**Page text:**
BEGIN
I was doing a job for someone in a 1950's cape. My electrician installed three outlets and some other things for me.
My customer asked about grounding all the outlets in the house. Approx 24 of em'. Small house.
My sparky told me he pushes a 10' copper grounding rod into the ground outside ..just on the other side of the main panelbox in the basement...
he connects the grounding rod and panel box...that I get...what I don't get is how he turns all the two wire feeds (there's no third wire in the protective fabric) in the house into two wire with a ground. He adds new outlets replacing the two prong old ones then adds a grounding wire from the new recepticle to the old metal boxes...he mentioned something about the old (in good shape) casings/insulation/protective fabric which he says is made from asbestos?? That he can get a grounding off of that????
Sounds too weird to me...can anyone explain what they think he means before I go back and ask him myself.
thanks
andy

canuk
Re: Grounding old oulets

Nope ... don't buy it.
Asbestos is not a conductor and the insulating jacket that surrounds the cable is not conductive either.
END
**Data:**
BEGIN
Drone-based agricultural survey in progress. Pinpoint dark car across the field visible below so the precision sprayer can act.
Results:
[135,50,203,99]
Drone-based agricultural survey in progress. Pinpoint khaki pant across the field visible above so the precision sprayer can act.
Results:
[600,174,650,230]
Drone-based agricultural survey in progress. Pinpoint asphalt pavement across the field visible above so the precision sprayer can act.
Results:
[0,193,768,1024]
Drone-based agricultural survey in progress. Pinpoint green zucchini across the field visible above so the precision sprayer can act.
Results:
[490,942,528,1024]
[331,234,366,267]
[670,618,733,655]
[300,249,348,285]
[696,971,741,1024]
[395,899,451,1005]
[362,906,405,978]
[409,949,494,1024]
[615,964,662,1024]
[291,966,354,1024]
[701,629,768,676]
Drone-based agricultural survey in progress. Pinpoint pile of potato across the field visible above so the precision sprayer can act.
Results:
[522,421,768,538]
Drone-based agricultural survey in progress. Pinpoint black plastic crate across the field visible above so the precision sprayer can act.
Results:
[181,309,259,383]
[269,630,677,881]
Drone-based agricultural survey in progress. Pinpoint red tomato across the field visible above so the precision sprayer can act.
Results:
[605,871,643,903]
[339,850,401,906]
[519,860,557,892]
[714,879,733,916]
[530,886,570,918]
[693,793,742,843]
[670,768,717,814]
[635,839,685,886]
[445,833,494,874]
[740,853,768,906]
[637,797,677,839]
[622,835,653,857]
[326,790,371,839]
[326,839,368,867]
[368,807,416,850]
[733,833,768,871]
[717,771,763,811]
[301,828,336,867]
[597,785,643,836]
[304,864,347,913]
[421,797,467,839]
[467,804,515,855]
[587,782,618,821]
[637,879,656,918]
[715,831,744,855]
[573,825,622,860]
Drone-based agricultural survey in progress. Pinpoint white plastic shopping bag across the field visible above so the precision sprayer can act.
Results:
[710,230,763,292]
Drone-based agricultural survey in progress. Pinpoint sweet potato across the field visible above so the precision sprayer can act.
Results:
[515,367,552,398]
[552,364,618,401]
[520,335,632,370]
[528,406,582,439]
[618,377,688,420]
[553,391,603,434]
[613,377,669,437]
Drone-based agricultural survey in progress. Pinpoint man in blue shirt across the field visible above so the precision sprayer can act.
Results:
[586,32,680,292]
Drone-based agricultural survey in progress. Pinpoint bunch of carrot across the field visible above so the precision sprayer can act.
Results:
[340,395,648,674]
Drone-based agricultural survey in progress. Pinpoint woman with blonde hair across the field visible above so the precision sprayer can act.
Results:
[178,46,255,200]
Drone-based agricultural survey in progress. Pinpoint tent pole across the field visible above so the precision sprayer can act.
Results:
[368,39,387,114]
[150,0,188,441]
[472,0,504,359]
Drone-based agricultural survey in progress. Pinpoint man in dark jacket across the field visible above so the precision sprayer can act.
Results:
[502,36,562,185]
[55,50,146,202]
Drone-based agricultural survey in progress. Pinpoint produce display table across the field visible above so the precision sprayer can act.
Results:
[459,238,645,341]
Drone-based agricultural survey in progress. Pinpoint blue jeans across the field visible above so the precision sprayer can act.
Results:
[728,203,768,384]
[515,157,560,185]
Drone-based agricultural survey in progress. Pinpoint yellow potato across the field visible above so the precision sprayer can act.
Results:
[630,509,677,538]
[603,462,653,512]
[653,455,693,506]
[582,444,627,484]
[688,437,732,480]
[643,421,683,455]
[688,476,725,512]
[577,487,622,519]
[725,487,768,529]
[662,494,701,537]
END
**Written problem:** Can you copy the whole forum thread about grounding old outlets word for word, from start to finish?

**Completed task:**
I was doing a job for someone in a 1950's cape. My electrician installed three outlets and some other things for me.
My customer asked about grounding all the outlets in the house. Approx 24 of em'. Small house.
My sparky told me he pushes a 10' copper grounding rod into the ground outside ..just on the other side of the main panelbox in the basement...
he connects the grounding rod and panel box...that I get...what I don't get is how he turns all the two wire feeds (there's no third wire in the protective fabric) in the house into two wire with a ground. He adds new outlets replacing the two prong old ones then adds a grounding wire from the new recepticle to the old metal boxes...he mentioned something about the old (in good shape) casings/insulation/protective fabric which he says is made from asbestos?? That he can get a grounding off of that????
Sounds too weird to me...can anyone explain what they think he means before I go back and ask him myself.
thanks
andy

canuk
Re: Grounding old oulets

Nope ... don't buy it.
Asbestos is not a conductor and the insulating jacket that surrounds the cable is not conductive either.